━━━━━ Excerpt
But that distinction does not do the work that Justice Alito thinks it does.  Suppose that in Justice Breyer’s example, the government itself had created the problem, by accidentally releasing a virus from the laboratory.  Would Justice Alito want to say that, in that case, Congress could not order inoculation?  Presumably not.

This example and others—including jury duty, the draft, and evacuation orders—show that there is no general prohibition on federally-imposed affirmative duties.  And even though some such duties may be imposed under powers other than those granted by the Commerce Clause, the plaintiffs have offered no satisfactory explanation for why their proposed activity/inactivity distinction is limited to the Commerce Clause alone.

The Taxing Power: Form Over Substance?

In his effort to undermine the government’s argument that the mandate is necessary to backstop the PPACA’s guaranteed-issue rule, Mr. Clement offered an alternative: Congress could have simply subsidized insurers that are required to accept an assigned risk pool, compensating them for taking on that risk pool by drawing from general tax revenues.  But in making that suggestion, Clement opened himself up to a powerful response by Justice Sotomayor.

Could Congress raise tax revenue for the subsidy in that way, Justice Sotomayor asked, but then give an exemption from the tax for anyone who has health insurance, and thus does not contribute to the shortfall?  And if so, she asked, then how is that different in substance from what Congress in fact enacted in the PPACA?

Clement saw where Justice Sotomayor’s logic was taking him and tried to get off the train.  He said that what Justice Sotomayor proposed would be “a disguised impermissible direct tax.”  That was a bold—but almost certainly wrong—answer.

The Constitution provides that “direct taxes” must be apportioned among the states according to their populations.  But aside from a few decisions that were repudiated by the Sixteenth Amendment and later doctrine, Supreme Court case law narrowly construes the category of “direct” taxes.  As Justice Sotomayor noted, the Internal Revenue Code is chock-full of tax credits and deductions that are economically equivalent to payments for engaging in certain behavior or—depending on the baseline—penalties for failure to engage in that behavior.
━━━━━━━━━━
━━━━━ Collected material
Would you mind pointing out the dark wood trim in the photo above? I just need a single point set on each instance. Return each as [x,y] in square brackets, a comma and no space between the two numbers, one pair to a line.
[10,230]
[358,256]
━━━━━━━━━━
Goal of the exercise: Extend the commentary on the health care mandate arguments, starting after its last sentence.

Solved exercise:
If the exemption in Justice Sotomayor’s hypothetical example violates the apportionment requirement, then it is hard to see why most tax credits and deductions do not.  Federal law provides a tax credit for thirty percent of the cost of solar panels.  That is economically equivalent to taxing the inactivity of not purchasing solar panels.  Likewise, federal law provides tax deductions for dependent children.  That is equivalent to taxing the inactivity of not having children (or not having more children).  Indeed, just about any deduction or credit for an activity can be characterized as a tax on the complementary inactivity.  Under Mr. Clement’s approach, all of these credits and deductions would be unconstitutional because they were not apportioned among the states, as the Constitution demands direct taxes must be.

Accordingly, when it was Mr. Carvin’s turn, he did not attempt to defend Mr. Clement’s extraordinarily expansive view of the apportionment requirement.  But Carvin offered an equally unpersuasive answer to Justice Sotomayor’s question.  He said that the mandate is not like a five-dollar tax on cigarette packages; it’s more like a prohibition on cigarettes coupled with a five-dollar penalty for violating the prohibition.

That distinction—between a price and a penalty—may be important in the criminal law, or in certain theoretical accounts of the nature of legal obligation.  But there is no reason to suppose—and no basis in the Court’s recent case law for the conclusion—that the scope of Congress’s power to tax should depend on whether the exercise of that power happens to be labeled a tax or a penalty.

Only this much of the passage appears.